* **DATA SUPPLIED**
[Begin]
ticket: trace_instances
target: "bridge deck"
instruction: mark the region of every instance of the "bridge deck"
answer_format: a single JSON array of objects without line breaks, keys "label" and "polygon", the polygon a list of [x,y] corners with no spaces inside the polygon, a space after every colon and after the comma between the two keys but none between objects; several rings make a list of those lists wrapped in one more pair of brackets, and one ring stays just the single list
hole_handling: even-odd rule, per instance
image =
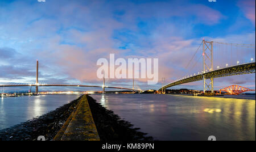
[{"label": "bridge deck", "polygon": [[255,62],[245,64],[242,65],[236,65],[225,68],[220,69],[214,71],[205,73],[192,76],[189,78],[186,78],[180,81],[177,81],[171,83],[169,83],[163,87],[159,88],[161,90],[162,88],[165,89],[172,86],[180,85],[181,84],[201,81],[203,80],[203,77],[205,77],[206,79],[210,78],[219,78],[227,76],[241,75],[249,73],[255,73]]}]

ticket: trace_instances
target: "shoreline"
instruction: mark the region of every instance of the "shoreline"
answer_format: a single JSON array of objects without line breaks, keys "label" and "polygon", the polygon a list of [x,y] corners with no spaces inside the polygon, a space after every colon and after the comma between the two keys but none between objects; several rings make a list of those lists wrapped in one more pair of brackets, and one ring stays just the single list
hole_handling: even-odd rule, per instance
[{"label": "shoreline", "polygon": [[[226,99],[245,99],[245,100],[255,100],[255,99],[250,99],[248,98],[236,98],[234,96],[193,96],[189,95],[181,95],[181,94],[167,94],[166,95],[172,95],[174,96],[193,96],[193,97],[210,97],[210,98],[226,98]],[[253,96],[253,95],[251,96]],[[254,95],[255,96],[255,95]]]},{"label": "shoreline", "polygon": [[[0,141],[36,141],[43,136],[52,141],[75,110],[82,96],[40,116],[0,130]],[[139,132],[130,122],[121,119],[87,95],[88,103],[101,141],[152,140],[147,133]]]}]

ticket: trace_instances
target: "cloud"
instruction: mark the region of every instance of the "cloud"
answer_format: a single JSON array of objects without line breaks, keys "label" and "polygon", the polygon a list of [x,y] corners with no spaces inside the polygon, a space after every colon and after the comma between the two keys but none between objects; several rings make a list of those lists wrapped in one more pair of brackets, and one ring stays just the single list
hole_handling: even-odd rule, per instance
[{"label": "cloud", "polygon": [[238,2],[238,6],[242,9],[245,16],[255,25],[255,2],[254,0],[243,0]]},{"label": "cloud", "polygon": [[[101,84],[96,61],[108,58],[109,53],[125,59],[158,58],[159,79],[174,81],[188,74],[184,67],[201,42],[200,36],[188,36],[194,35],[194,27],[219,26],[226,15],[185,1],[18,1],[4,5],[0,8],[2,77],[11,80],[20,74],[27,81],[34,77],[39,59],[40,78],[58,83]],[[201,32],[207,31],[202,28]],[[234,42],[255,43],[255,32],[229,35]],[[140,85],[146,81],[137,81]],[[130,80],[109,82],[125,85]]]}]

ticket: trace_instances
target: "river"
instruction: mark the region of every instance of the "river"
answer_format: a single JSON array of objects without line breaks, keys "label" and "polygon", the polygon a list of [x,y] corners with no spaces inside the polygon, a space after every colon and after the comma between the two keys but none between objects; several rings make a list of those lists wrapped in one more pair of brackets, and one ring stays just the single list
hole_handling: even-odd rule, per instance
[{"label": "river", "polygon": [[[0,129],[40,116],[79,96],[0,98]],[[255,140],[255,96],[245,96],[251,99],[170,94],[91,96],[155,140],[207,140],[209,136],[217,140]]]}]

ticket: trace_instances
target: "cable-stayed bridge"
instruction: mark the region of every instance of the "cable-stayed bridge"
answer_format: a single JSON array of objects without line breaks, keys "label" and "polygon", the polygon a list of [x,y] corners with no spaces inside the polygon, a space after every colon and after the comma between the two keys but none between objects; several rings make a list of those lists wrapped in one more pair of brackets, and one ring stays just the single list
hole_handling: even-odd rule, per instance
[{"label": "cable-stayed bridge", "polygon": [[255,73],[255,44],[207,41],[204,39],[186,66],[189,68],[190,73],[193,69],[198,72],[186,74],[163,86],[159,91],[163,92],[172,86],[203,80],[204,93],[208,90],[214,94],[213,78]]},{"label": "cable-stayed bridge", "polygon": [[52,86],[52,87],[95,87],[95,88],[102,88],[103,89],[103,93],[105,92],[105,88],[116,88],[116,89],[122,89],[126,90],[132,90],[133,92],[134,91],[141,92],[142,90],[139,89],[134,88],[134,80],[133,81],[133,88],[126,88],[121,87],[113,87],[108,86],[105,84],[105,78],[103,78],[103,85],[102,86],[94,86],[94,85],[69,85],[69,84],[49,84],[46,83],[44,81],[39,81],[38,79],[38,71],[39,70],[39,64],[38,60],[36,61],[36,82],[35,83],[27,84],[27,83],[11,83],[9,84],[0,85],[0,87],[3,88],[5,87],[36,87],[35,93],[38,94],[39,90],[38,87],[39,86]]}]

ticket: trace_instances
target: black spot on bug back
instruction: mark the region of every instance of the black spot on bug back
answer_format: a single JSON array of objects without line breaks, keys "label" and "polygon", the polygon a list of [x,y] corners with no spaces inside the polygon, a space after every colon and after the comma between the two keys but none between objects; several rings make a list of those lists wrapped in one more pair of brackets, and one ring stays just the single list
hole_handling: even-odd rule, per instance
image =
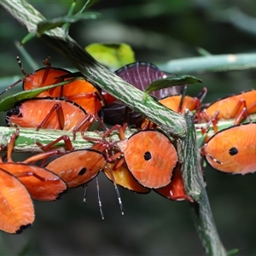
[{"label": "black spot on bug back", "polygon": [[147,151],[147,152],[145,152],[145,154],[144,154],[144,160],[146,160],[146,161],[148,161],[148,160],[149,160],[150,159],[151,159],[151,154],[150,154],[150,152],[148,152],[148,151]]},{"label": "black spot on bug back", "polygon": [[238,149],[236,148],[231,148],[229,153],[230,155],[235,155],[238,153]]},{"label": "black spot on bug back", "polygon": [[86,172],[86,168],[83,168],[80,170],[80,172],[79,172],[79,175],[83,175]]}]

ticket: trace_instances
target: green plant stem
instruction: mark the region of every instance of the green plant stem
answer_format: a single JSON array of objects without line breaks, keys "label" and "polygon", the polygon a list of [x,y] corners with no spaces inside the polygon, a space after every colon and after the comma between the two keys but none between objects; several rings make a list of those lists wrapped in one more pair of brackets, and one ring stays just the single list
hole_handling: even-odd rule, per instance
[{"label": "green plant stem", "polygon": [[[25,26],[29,32],[35,32],[38,23],[45,20],[45,18],[26,1],[2,0],[0,3]],[[143,92],[99,64],[68,35],[65,34],[63,30],[52,29],[42,35],[41,38],[65,55],[93,84],[106,90],[174,137],[185,135],[185,121],[181,114],[171,111],[149,96],[143,102]]]},{"label": "green plant stem", "polygon": [[[30,32],[37,32],[38,23],[45,20],[44,17],[26,1],[13,2],[2,0],[0,3],[24,25]],[[207,193],[203,185],[201,185],[201,177],[200,176],[193,177],[193,175],[200,172],[200,155],[196,147],[195,130],[194,125],[192,126],[192,119],[188,118],[185,121],[183,115],[177,114],[163,107],[151,96],[148,96],[146,102],[143,102],[142,101],[143,92],[125,83],[96,62],[76,42],[66,35],[61,29],[55,28],[50,30],[42,35],[41,38],[64,55],[89,81],[106,90],[125,105],[143,113],[164,131],[177,137],[177,141],[180,142],[178,152],[180,160],[185,163],[187,161],[186,157],[189,156],[189,164],[191,164],[191,166],[189,164],[184,165],[183,170],[186,190],[191,194],[191,196],[195,201],[201,203],[199,208],[200,214],[196,215],[195,220],[202,245],[207,254],[219,253],[218,255],[225,255],[225,251],[219,241],[214,221],[212,218]],[[189,127],[189,130],[186,136],[187,125]],[[22,131],[20,129],[20,133]],[[45,134],[44,130],[43,132]],[[67,134],[67,132],[65,133]],[[44,136],[45,137],[45,135]],[[59,131],[58,136],[60,136]],[[30,137],[32,137],[31,134]],[[26,137],[27,138],[27,135]],[[37,132],[37,137],[39,137],[38,132]],[[76,141],[78,140],[79,137]],[[32,143],[34,144],[34,142]],[[195,172],[195,170],[197,170],[195,173],[193,172]],[[185,172],[189,172],[189,173],[186,173],[185,175]],[[187,178],[186,177],[190,177],[190,178]],[[198,207],[197,202],[193,203],[193,205]],[[201,230],[201,229],[205,230]]]},{"label": "green plant stem", "polygon": [[203,73],[256,68],[256,54],[207,55],[184,58],[158,64],[158,67],[170,73]]},{"label": "green plant stem", "polygon": [[[189,202],[192,218],[208,255],[227,255],[218,236],[200,162],[200,150],[195,146],[196,136],[194,117],[189,111],[185,113],[188,134],[178,139],[177,150],[183,162],[182,173],[184,187],[195,202]],[[182,153],[182,154],[181,154]]]}]

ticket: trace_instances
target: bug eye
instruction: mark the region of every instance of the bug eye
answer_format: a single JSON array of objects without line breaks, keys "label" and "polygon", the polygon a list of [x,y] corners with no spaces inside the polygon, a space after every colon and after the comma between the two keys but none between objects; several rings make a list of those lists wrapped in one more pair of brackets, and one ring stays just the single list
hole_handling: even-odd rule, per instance
[{"label": "bug eye", "polygon": [[148,160],[150,160],[151,159],[151,154],[148,152],[148,151],[147,151],[145,154],[144,154],[144,160],[146,160],[146,161],[148,161]]},{"label": "bug eye", "polygon": [[236,148],[231,148],[229,153],[230,155],[235,155],[238,153],[238,149]]}]

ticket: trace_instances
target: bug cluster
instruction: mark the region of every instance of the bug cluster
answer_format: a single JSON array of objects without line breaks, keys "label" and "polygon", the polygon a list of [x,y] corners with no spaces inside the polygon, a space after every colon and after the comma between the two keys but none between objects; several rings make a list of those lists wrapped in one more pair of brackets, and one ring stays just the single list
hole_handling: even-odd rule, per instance
[{"label": "bug cluster", "polygon": [[[122,213],[118,186],[143,194],[154,190],[170,200],[193,201],[184,190],[181,174],[183,163],[178,159],[176,142],[156,125],[86,81],[79,73],[52,67],[49,58],[44,61],[44,67],[32,73],[26,73],[20,61],[18,63],[25,77],[7,90],[20,82],[23,83],[24,90],[63,81],[67,84],[19,102],[7,112],[7,125],[15,126],[16,132],[8,145],[2,145],[2,149],[7,147],[7,160],[4,161],[3,158],[0,161],[0,230],[9,233],[22,231],[34,221],[32,200],[55,201],[69,189],[82,185],[86,188],[93,178],[98,182],[97,175],[101,172],[113,183]],[[169,76],[146,62],[132,63],[115,73],[142,90],[153,81]],[[186,96],[185,89],[185,85],[174,86],[151,95],[180,113],[186,108],[195,111],[195,123],[208,122],[213,125],[215,135],[206,138],[201,148],[202,155],[213,168],[241,174],[254,172],[256,150],[250,140],[244,140],[243,135],[253,134],[255,124],[240,123],[255,113],[255,102],[252,100],[255,91],[202,105],[205,88],[195,97]],[[235,125],[218,131],[217,122],[221,119],[236,119]],[[95,124],[97,128],[93,128]],[[130,126],[137,131],[125,137],[125,131]],[[62,136],[48,145],[38,143],[42,153],[24,161],[14,162],[11,153],[19,136],[19,127],[73,131],[73,137]],[[96,132],[100,130],[102,138],[84,136],[84,139],[94,142],[94,145],[90,148],[75,149],[72,140],[76,134],[92,130]],[[113,142],[109,135],[114,130],[119,140]],[[64,152],[53,148],[60,140],[65,142]],[[100,197],[99,204],[103,218]]]}]

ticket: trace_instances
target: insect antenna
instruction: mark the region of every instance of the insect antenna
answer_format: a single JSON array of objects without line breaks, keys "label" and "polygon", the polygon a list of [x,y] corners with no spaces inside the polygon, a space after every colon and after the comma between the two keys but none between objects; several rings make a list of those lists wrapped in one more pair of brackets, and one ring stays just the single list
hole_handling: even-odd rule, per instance
[{"label": "insect antenna", "polygon": [[113,186],[114,186],[114,189],[115,189],[115,193],[116,193],[116,195],[117,195],[117,198],[118,198],[118,201],[119,201],[119,207],[120,207],[121,213],[122,213],[122,215],[124,215],[125,214],[125,211],[124,211],[124,206],[123,206],[123,203],[122,203],[122,200],[121,200],[119,189],[119,188],[118,188],[118,186],[116,184],[116,182],[115,182],[114,177],[113,175],[112,170],[109,170],[109,173],[111,175],[111,179],[112,179]]},{"label": "insect antenna", "polygon": [[101,195],[100,195],[100,185],[99,185],[99,180],[98,180],[97,176],[96,177],[96,188],[97,188],[97,195],[98,195],[100,212],[101,212],[102,218],[104,219],[104,213],[103,213],[103,210],[102,210],[102,204]]}]

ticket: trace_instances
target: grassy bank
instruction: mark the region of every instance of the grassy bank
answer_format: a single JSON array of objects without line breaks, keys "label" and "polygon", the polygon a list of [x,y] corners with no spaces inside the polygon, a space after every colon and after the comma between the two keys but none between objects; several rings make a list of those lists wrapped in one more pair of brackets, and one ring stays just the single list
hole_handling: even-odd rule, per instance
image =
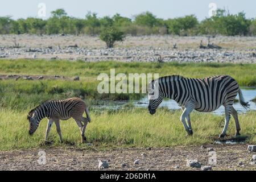
[{"label": "grassy bank", "polygon": [[[70,146],[80,148],[89,147],[85,144],[80,143],[79,129],[72,119],[61,122],[64,143],[59,143],[54,126],[49,135],[49,139],[53,143],[49,146],[44,146],[46,119],[41,122],[36,132],[30,136],[28,133],[26,114],[26,111],[1,110],[1,150]],[[99,148],[197,145],[213,142],[224,125],[223,117],[193,112],[191,119],[194,135],[186,136],[186,133],[179,121],[180,114],[180,111],[170,111],[164,109],[158,110],[153,116],[142,109],[114,113],[107,111],[102,113],[92,112],[92,121],[88,125],[86,136],[88,142]],[[250,111],[239,115],[241,134],[247,137],[248,143],[256,143],[255,114],[255,112]],[[228,134],[233,136],[235,131],[232,118]]]},{"label": "grassy bank", "polygon": [[[160,76],[181,75],[189,77],[204,77],[216,75],[229,75],[240,86],[256,86],[256,64],[218,63],[122,63],[81,61],[47,61],[41,60],[0,60],[0,75],[79,76],[81,80],[43,80],[17,81],[0,80],[0,150],[8,150],[31,147],[45,147],[44,141],[46,120],[40,123],[38,131],[30,137],[26,116],[28,110],[47,100],[81,97],[90,101],[138,99],[142,94],[99,94],[97,90],[100,73],[159,73]],[[88,103],[89,102],[89,103]],[[86,136],[95,146],[166,147],[196,145],[213,142],[221,133],[224,117],[211,114],[193,113],[192,123],[195,135],[186,137],[179,121],[180,111],[159,109],[155,115],[147,114],[146,109],[129,109],[112,111],[91,110],[92,122],[88,125]],[[256,143],[255,117],[256,113],[240,114],[241,133],[248,143]],[[51,146],[76,146],[86,148],[80,143],[80,136],[75,122],[62,121],[64,144],[58,142],[55,126],[52,129]],[[232,118],[228,134],[235,133]]]},{"label": "grassy bank", "polygon": [[[181,75],[187,77],[204,77],[229,75],[240,86],[256,86],[256,64],[231,63],[123,63],[44,60],[0,60],[0,74],[79,76],[85,81],[95,81],[100,73],[159,73],[160,76]],[[85,79],[86,78],[86,79]]]},{"label": "grassy bank", "polygon": [[181,75],[204,77],[226,74],[233,77],[240,86],[256,86],[256,64],[226,63],[123,63],[43,60],[0,60],[0,75],[79,76],[79,81],[66,80],[0,80],[0,107],[23,111],[47,100],[81,97],[92,100],[138,100],[143,94],[99,94],[97,77],[100,73],[159,73],[160,76]]}]

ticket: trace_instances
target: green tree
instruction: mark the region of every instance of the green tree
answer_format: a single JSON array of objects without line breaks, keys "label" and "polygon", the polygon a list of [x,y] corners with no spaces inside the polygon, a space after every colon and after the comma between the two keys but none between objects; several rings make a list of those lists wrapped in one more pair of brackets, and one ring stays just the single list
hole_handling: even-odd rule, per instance
[{"label": "green tree", "polygon": [[57,9],[55,11],[52,11],[51,12],[51,14],[52,14],[52,16],[53,17],[56,17],[60,18],[61,16],[67,15],[67,13],[65,11],[65,10],[63,9]]},{"label": "green tree", "polygon": [[0,34],[7,34],[10,33],[11,16],[0,17]]},{"label": "green tree", "polygon": [[123,41],[124,38],[123,32],[113,27],[105,28],[100,35],[100,38],[106,43],[108,48],[113,47],[115,42]]},{"label": "green tree", "polygon": [[135,16],[135,23],[140,25],[152,27],[157,25],[158,19],[151,13],[147,11]]},{"label": "green tree", "polygon": [[82,29],[85,26],[85,21],[81,19],[74,19],[73,21],[76,28],[76,34],[80,34]]}]

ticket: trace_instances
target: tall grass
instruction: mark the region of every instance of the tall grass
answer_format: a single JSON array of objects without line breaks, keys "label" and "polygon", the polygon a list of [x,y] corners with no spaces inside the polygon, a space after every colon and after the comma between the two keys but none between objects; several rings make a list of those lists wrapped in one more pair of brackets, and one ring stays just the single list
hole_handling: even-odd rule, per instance
[{"label": "tall grass", "polygon": [[[95,81],[100,73],[155,73],[160,76],[181,75],[187,77],[204,77],[229,75],[241,86],[256,86],[256,64],[232,63],[84,62],[44,60],[0,60],[0,74],[79,76],[83,80]],[[86,78],[86,79],[85,79]]]},{"label": "tall grass", "polygon": [[[70,146],[80,148],[89,147],[80,143],[79,129],[72,119],[61,122],[64,143],[59,143],[53,126],[49,135],[52,144],[44,146],[46,119],[41,121],[38,130],[31,136],[28,135],[26,114],[27,112],[1,109],[1,150]],[[165,109],[159,109],[152,116],[143,109],[114,113],[107,110],[101,113],[92,111],[92,121],[88,125],[86,136],[88,142],[98,148],[197,145],[213,142],[224,125],[223,117],[193,112],[191,119],[194,135],[186,136],[179,121],[180,114],[180,111],[170,111]],[[241,134],[247,137],[248,143],[256,143],[255,116],[255,111],[239,114]],[[234,121],[232,118],[228,135],[233,135],[235,133]]]}]

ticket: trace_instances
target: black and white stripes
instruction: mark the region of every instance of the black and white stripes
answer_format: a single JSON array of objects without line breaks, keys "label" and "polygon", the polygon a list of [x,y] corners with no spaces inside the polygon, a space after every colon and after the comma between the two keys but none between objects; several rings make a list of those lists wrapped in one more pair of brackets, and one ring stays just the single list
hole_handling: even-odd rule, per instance
[{"label": "black and white stripes", "polygon": [[[152,98],[152,96],[156,91],[158,92],[158,97]],[[230,114],[235,118],[237,135],[239,135],[240,127],[237,113],[232,106],[238,93],[241,105],[249,107],[249,105],[244,101],[237,81],[229,76],[204,78],[188,78],[179,75],[166,76],[155,80],[149,84],[148,111],[154,114],[164,97],[175,100],[183,110],[180,119],[184,128],[188,134],[192,134],[189,113],[193,110],[210,112],[223,105],[225,109],[225,125],[220,136],[226,134]]]},{"label": "black and white stripes", "polygon": [[[86,118],[82,117],[85,111]],[[28,113],[27,119],[30,122],[29,133],[32,135],[36,130],[40,121],[44,118],[48,119],[47,127],[46,132],[46,140],[47,139],[50,129],[53,122],[55,123],[57,132],[59,134],[60,142],[62,137],[60,127],[60,119],[67,120],[72,117],[77,123],[81,131],[82,142],[86,140],[84,132],[88,122],[90,118],[89,111],[85,104],[81,100],[77,98],[71,98],[65,100],[48,101]],[[84,123],[82,125],[82,122]]]}]

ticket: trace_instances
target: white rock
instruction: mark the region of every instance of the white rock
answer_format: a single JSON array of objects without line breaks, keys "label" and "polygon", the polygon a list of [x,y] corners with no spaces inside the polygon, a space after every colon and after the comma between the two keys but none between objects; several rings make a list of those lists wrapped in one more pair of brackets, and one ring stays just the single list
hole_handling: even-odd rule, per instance
[{"label": "white rock", "polygon": [[123,163],[121,164],[121,167],[125,167],[126,166],[127,166],[126,164]]},{"label": "white rock", "polygon": [[213,151],[214,150],[213,148],[207,148],[207,152]]},{"label": "white rock", "polygon": [[212,166],[203,166],[201,168],[201,171],[210,171],[210,170],[212,170]]},{"label": "white rock", "polygon": [[106,160],[98,160],[98,168],[100,169],[107,168],[109,167],[109,164]]},{"label": "white rock", "polygon": [[201,164],[197,160],[188,160],[187,162],[186,166],[200,168],[201,167]]},{"label": "white rock", "polygon": [[251,158],[253,160],[256,160],[256,155],[253,155],[253,158]]},{"label": "white rock", "polygon": [[256,152],[256,146],[255,145],[249,145],[248,150],[251,152]]}]

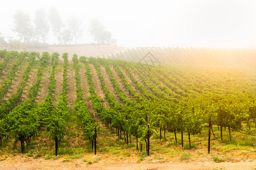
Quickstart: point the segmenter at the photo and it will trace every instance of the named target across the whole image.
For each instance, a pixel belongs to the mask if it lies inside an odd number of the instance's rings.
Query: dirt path
[[[97,160],[103,155],[90,155],[90,159]],[[119,163],[108,162],[107,155],[92,164],[84,162],[88,157],[72,159],[65,162],[65,159],[44,160],[42,158],[33,159],[29,157],[9,157],[0,162],[1,169],[255,169],[256,161],[240,162],[237,163],[214,162],[180,162],[162,163],[131,162],[125,161]]]

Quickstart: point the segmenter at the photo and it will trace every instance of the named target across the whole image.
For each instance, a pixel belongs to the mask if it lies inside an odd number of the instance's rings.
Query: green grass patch
[[[131,156],[131,153],[130,153],[130,152],[128,152],[127,151],[122,152],[121,153],[121,154],[122,154],[122,155],[125,155],[125,156]]]
[[[180,156],[181,160],[188,160],[190,159],[190,156],[191,155],[191,153],[181,153],[181,155]]]
[[[213,156],[212,157],[212,159],[213,160],[214,162],[217,162],[217,163],[220,163],[220,162],[225,161],[224,159],[219,158],[217,155],[217,156]]]
[[[79,158],[82,158],[83,156],[84,156],[83,155],[75,155],[70,156],[69,157],[69,158],[72,159],[79,159]]]
[[[189,143],[186,143],[183,146],[183,149],[184,150],[191,150],[196,148],[196,144],[195,143],[191,143],[191,147],[190,147]]]

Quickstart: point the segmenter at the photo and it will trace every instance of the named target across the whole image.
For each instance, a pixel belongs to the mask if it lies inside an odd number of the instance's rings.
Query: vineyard
[[[147,52],[161,64],[137,62]],[[255,54],[138,48],[93,58],[0,50],[0,159],[84,158],[90,164],[108,154],[183,160],[192,152],[217,162],[234,154],[255,161]],[[101,157],[84,158],[94,154]]]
[End]
* **WHAT THE TASK ASKS**
Report every line above that contains the word "back", copying each such line in full.

* **EXERCISE RESPONSE**
target: black spot on bug back
instruction: mark the region of every instance of the black spot on bug back
[{"label": "black spot on bug back", "polygon": [[147,151],[147,152],[145,152],[145,154],[144,154],[144,160],[146,160],[146,161],[148,161],[148,160],[149,160],[150,159],[151,159],[151,154],[150,154],[150,152],[148,152],[148,151]]},{"label": "black spot on bug back", "polygon": [[238,149],[236,148],[231,148],[229,153],[230,155],[235,155],[238,153]]},{"label": "black spot on bug back", "polygon": [[86,172],[86,168],[83,168],[80,170],[80,172],[79,172],[79,175],[83,175]]}]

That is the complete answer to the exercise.